BEGIN SOURCE RECORDS
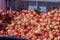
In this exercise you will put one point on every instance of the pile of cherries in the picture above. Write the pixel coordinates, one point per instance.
(30, 25)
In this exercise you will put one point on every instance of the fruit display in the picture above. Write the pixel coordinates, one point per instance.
(30, 25)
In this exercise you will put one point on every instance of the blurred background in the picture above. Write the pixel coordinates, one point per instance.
(42, 5)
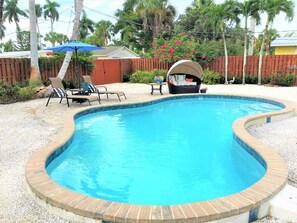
END SOURCE RECORDS
> [WORK INSTRUCTION]:
What you set down should be exactly the lines from the line containing "of the fruit" to the last line of the entries above, both included, with no pictures.

> [REPLY]:
In this exercise you will put one point on every instance of the fruit display in the picture above. Write the pixel coordinates, one point per instance.
(30, 25)
In this exercise you will put one point on every instance of the blurred background in the picture above. Write the pixel coordinates, one point per instance.
(42, 5)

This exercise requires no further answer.